● **Excerpted passage**:
Friday, August 10, 2018

In Loving Memory of Ralph with me from November 23 2003 to August 7 2018

Foreword - I lost my dear sweet Ralph who was a long hair chihuahua and companion of 15 years. I feel an extreme void in my soul. I have not been able to rest since it happened on August 7th 2018 at 4:30 PM. My body is completely exhausted but every time I fall asleep I wake up with my heart racing and my chest and head pounding with any kind of thoughts of Ralph. Disbelief that he is gone. Did he know how much I loved him? Will I really see him again in heaven? Did I spend enough time with him (now that I have children)? Did I let him be in pain too long because I wanted more time with him? I have found a wonderful group on facebook called "The Rainbow Bridge Pet Loss and Grief Support" group and I highly recommend joining if you need to let out your sorrow to other people who are going through the same thing.

● **Goal A**: Transcribe the memorial post about Ralph word for word, starting with "In Loving Memory" and going on through "the same thing.".

A run of records:
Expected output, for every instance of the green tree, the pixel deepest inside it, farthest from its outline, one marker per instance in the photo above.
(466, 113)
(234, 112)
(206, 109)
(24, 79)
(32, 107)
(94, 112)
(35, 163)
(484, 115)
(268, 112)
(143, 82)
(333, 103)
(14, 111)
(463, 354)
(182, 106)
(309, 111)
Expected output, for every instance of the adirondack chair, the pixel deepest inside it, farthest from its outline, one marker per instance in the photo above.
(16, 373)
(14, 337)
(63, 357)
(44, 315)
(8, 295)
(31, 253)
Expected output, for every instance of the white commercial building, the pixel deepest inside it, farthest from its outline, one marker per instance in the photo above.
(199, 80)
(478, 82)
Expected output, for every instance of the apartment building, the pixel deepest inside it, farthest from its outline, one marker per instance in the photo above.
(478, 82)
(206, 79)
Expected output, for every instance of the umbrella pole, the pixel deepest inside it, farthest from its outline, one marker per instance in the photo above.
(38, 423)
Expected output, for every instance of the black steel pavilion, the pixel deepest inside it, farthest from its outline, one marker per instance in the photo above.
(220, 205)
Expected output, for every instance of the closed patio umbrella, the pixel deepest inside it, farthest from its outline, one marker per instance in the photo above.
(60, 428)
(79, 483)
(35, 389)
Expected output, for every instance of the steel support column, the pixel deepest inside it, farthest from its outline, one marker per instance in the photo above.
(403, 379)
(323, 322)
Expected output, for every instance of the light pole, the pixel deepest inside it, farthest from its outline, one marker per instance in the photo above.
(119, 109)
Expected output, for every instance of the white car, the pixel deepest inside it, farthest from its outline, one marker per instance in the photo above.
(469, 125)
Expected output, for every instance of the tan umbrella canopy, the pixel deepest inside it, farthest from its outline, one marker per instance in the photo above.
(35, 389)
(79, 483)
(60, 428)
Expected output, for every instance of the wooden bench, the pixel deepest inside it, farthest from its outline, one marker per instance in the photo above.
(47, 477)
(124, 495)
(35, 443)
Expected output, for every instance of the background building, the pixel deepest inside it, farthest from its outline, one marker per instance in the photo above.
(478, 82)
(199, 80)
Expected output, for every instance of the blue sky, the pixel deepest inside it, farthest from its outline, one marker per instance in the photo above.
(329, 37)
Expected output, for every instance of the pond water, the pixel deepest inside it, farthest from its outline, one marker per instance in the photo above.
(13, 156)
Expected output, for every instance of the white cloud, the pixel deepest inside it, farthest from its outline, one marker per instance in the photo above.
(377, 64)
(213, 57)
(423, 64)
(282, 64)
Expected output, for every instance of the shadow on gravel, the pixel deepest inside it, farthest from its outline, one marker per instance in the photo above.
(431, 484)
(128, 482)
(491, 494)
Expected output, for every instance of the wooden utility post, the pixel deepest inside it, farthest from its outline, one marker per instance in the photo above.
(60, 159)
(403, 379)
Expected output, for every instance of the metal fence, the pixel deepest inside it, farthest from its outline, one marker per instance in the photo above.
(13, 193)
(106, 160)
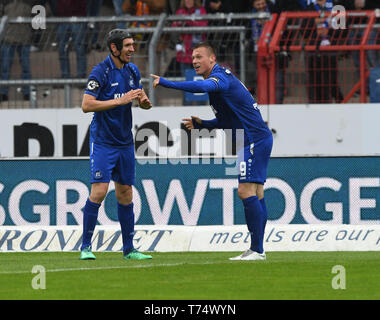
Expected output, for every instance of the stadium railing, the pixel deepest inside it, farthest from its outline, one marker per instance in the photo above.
(294, 66)
(156, 53)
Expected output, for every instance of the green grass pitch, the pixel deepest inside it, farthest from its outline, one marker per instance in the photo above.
(192, 275)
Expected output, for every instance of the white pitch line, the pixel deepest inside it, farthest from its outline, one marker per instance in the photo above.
(111, 267)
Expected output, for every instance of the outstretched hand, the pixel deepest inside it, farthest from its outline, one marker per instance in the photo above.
(156, 80)
(189, 122)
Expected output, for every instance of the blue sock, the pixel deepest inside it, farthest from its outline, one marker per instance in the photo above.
(127, 223)
(90, 216)
(265, 216)
(254, 216)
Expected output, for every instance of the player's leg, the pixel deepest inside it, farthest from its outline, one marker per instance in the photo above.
(260, 195)
(125, 215)
(90, 217)
(253, 161)
(102, 160)
(254, 215)
(124, 177)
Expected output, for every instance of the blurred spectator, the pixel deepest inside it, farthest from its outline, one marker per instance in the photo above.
(292, 5)
(118, 6)
(258, 24)
(241, 6)
(356, 35)
(141, 8)
(171, 6)
(93, 10)
(322, 66)
(218, 6)
(188, 40)
(155, 6)
(17, 37)
(257, 28)
(72, 31)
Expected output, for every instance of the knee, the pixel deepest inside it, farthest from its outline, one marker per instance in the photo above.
(246, 190)
(98, 193)
(243, 192)
(124, 195)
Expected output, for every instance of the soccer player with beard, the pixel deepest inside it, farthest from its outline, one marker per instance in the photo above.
(112, 86)
(235, 109)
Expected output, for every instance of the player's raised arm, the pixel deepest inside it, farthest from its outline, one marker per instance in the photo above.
(208, 85)
(144, 101)
(91, 104)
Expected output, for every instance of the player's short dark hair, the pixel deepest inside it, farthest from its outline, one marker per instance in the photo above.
(205, 45)
(117, 36)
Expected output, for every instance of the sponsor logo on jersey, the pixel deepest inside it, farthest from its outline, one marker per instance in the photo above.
(92, 85)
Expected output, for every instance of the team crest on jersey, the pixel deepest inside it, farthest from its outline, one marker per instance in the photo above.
(92, 85)
(131, 82)
(98, 174)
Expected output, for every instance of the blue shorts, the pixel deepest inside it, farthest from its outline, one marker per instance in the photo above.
(112, 163)
(253, 161)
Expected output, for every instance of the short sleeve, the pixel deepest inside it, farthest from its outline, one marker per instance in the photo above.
(95, 82)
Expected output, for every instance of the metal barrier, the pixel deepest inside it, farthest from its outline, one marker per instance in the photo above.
(156, 43)
(300, 64)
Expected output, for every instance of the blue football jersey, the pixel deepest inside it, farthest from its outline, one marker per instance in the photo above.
(232, 103)
(106, 82)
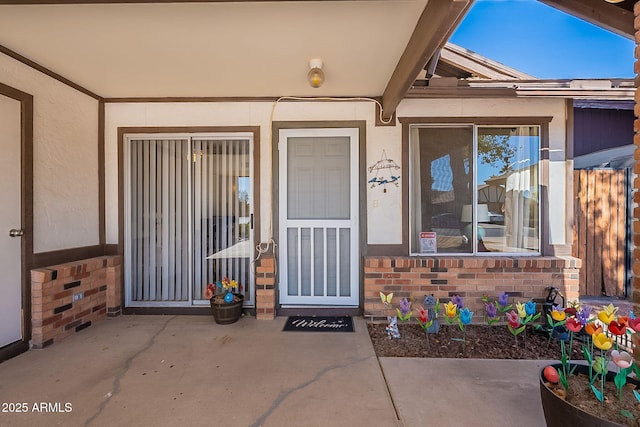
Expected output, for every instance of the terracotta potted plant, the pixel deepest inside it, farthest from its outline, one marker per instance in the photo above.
(226, 302)
(603, 391)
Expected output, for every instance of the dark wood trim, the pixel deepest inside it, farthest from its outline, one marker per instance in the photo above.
(122, 131)
(478, 120)
(101, 175)
(26, 212)
(600, 13)
(150, 100)
(63, 256)
(431, 31)
(189, 99)
(361, 125)
(460, 92)
(46, 71)
(570, 197)
(26, 2)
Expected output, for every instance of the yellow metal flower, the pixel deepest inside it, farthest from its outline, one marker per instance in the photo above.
(606, 317)
(601, 341)
(521, 310)
(450, 309)
(591, 328)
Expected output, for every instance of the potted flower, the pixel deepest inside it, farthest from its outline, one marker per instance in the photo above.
(592, 394)
(226, 302)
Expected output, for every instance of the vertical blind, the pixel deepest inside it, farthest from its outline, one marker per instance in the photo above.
(159, 220)
(221, 214)
(165, 177)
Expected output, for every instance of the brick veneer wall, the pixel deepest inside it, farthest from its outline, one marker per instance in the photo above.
(54, 313)
(266, 287)
(470, 277)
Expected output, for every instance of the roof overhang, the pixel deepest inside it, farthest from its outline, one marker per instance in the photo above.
(131, 49)
(603, 89)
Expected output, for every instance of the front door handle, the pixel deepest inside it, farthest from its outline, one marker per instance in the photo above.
(16, 233)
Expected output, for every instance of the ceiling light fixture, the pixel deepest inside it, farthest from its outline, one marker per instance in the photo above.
(316, 75)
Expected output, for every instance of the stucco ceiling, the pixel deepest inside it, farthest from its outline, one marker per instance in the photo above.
(239, 48)
(215, 49)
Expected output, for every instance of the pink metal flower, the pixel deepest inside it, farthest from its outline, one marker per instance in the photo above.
(573, 324)
(622, 359)
(513, 318)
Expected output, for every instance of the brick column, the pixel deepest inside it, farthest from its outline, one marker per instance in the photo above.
(68, 298)
(636, 168)
(266, 287)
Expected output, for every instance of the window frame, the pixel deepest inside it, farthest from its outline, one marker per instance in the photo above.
(543, 162)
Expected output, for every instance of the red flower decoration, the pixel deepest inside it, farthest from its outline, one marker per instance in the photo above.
(573, 325)
(571, 311)
(423, 315)
(617, 328)
(634, 324)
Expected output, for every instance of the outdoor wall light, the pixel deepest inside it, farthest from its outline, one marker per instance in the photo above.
(316, 75)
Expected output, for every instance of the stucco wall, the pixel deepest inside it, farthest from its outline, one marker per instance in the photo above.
(384, 216)
(65, 146)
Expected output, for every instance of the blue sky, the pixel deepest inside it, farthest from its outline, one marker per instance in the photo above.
(542, 41)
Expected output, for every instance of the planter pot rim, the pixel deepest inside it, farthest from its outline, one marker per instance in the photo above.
(547, 395)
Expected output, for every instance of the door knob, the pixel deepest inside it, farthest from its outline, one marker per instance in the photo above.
(16, 233)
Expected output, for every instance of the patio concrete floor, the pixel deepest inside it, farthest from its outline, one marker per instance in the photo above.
(189, 371)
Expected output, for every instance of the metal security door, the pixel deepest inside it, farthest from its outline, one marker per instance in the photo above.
(10, 210)
(318, 230)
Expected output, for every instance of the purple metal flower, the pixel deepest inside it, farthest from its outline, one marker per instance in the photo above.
(503, 299)
(583, 314)
(491, 309)
(458, 300)
(405, 306)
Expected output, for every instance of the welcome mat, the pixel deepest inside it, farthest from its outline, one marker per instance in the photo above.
(319, 324)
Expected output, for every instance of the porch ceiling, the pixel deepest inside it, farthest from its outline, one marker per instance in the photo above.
(228, 48)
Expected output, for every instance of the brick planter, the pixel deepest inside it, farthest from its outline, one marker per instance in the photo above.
(470, 277)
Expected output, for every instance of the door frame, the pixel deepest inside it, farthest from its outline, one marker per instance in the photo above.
(159, 132)
(361, 125)
(26, 190)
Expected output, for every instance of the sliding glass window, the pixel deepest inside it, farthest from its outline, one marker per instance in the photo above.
(474, 189)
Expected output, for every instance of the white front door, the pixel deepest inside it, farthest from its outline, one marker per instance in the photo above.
(10, 209)
(318, 205)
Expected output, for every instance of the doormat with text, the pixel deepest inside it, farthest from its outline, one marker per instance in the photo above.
(319, 324)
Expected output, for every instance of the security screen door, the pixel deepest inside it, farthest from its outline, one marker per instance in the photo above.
(318, 228)
(10, 218)
(188, 217)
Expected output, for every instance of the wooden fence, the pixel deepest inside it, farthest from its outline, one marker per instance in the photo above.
(599, 231)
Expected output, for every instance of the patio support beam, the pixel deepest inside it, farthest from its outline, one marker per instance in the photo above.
(598, 12)
(437, 21)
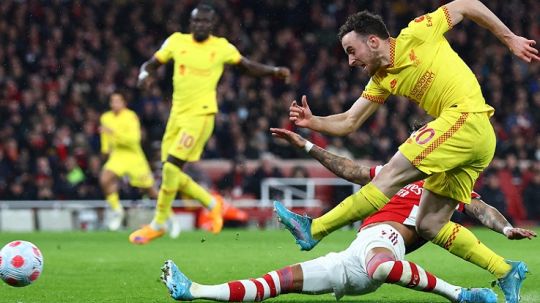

● **Goal B**: Find each line in the rows above that contains the string "building", and copy every such line.

● **Final result A**:
In Loving Memory of Ralph with me from November 23 2003 to August 7 2018

Foreword - I lost my dear sweet Ralph who was a long hair chihuahua and companion of 15 years. I feel an extreme void in my soul. I have not been able to rest since it happened on August 7th 2018 at 4:30 PM. My body is completely exhausted but every time I fall asleep I wake up with my heart racing and my chest and head pounding with any kind of thoughts of Ralph. Disbelief that he is gone. Did he know how much I loved him? Will I really see him again in heaven? Did I spend enough time with him (now that I have children)? Did I let him be in pain too long because I wanted more time with him? I have found a wonderful group on facebook called "The Rainbow Bridge Pet Loss and Grief Support" group and I highly recommend joining if you need to let out your sorrow to other people who are going through the same thing.

● **Final result B**:
Expected output, for every instance of the white commercial building, the pixel deepest inside it, farthest from its outline, one marker per instance in the photo above.
Expected output, for every instance of the apartment building, the pixel deepest inside it, farthest from its outline, one marker per instance in the photo above.
Expected output, for every instance of the background building, the pixel deepest inside it, farthest from its outline, one marker per instance in the photo above.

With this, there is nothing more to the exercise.